■ Task statement ■
Report how many lines of the data contain the string "rough". Add nothing.

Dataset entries
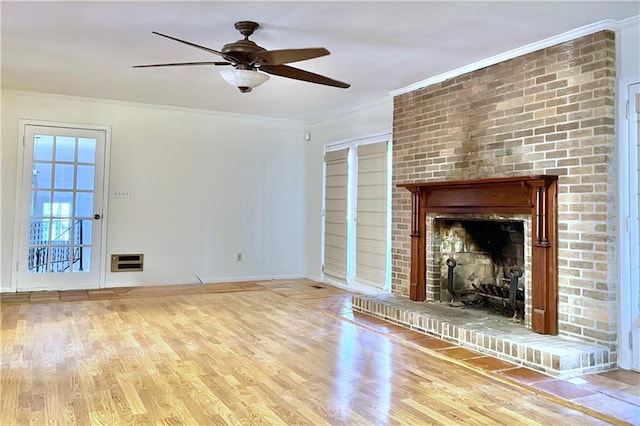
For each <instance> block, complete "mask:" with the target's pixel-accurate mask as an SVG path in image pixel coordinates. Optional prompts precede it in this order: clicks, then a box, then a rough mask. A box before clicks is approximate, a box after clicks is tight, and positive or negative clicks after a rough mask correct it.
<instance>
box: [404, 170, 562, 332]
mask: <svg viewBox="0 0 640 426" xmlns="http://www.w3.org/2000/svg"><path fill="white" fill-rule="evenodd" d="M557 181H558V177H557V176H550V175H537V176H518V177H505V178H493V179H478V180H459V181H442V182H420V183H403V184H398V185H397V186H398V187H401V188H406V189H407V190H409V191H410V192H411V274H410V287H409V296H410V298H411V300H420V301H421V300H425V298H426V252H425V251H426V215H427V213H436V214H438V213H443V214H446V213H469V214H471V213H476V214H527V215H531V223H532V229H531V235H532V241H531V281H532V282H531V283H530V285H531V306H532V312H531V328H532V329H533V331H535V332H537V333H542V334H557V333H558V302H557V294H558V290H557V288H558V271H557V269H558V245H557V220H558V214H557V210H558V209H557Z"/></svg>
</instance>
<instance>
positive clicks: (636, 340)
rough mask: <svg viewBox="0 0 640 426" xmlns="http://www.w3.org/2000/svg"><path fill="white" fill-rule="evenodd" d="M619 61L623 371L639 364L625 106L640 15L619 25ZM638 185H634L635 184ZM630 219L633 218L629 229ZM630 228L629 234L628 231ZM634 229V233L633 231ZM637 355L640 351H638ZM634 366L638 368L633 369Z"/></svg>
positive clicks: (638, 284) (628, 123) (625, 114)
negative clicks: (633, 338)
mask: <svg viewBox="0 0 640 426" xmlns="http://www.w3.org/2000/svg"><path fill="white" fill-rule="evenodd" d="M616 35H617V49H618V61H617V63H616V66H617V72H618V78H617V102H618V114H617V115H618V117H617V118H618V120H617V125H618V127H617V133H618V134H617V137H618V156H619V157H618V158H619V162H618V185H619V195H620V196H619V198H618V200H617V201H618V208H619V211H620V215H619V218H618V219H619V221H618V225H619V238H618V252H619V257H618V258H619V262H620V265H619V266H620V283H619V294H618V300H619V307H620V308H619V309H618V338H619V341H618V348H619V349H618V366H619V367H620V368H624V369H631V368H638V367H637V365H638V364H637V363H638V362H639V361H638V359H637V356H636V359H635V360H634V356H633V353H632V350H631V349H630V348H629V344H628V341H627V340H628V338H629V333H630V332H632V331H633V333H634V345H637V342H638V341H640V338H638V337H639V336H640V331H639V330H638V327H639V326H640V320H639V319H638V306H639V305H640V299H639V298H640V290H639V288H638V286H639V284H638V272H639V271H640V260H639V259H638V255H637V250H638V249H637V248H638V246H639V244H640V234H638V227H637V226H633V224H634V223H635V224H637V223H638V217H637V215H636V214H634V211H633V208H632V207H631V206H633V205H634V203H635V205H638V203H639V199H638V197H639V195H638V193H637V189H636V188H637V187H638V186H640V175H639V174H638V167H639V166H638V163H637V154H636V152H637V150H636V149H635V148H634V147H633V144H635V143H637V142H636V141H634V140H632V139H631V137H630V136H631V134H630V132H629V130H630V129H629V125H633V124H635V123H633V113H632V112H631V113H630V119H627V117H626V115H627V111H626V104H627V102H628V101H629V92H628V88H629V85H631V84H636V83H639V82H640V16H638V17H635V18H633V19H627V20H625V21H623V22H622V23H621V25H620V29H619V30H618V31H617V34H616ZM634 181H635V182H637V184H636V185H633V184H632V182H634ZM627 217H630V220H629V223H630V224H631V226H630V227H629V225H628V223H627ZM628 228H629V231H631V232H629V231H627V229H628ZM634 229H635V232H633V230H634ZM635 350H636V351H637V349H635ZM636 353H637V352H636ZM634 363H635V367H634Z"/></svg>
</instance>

■ Exercise result ■
2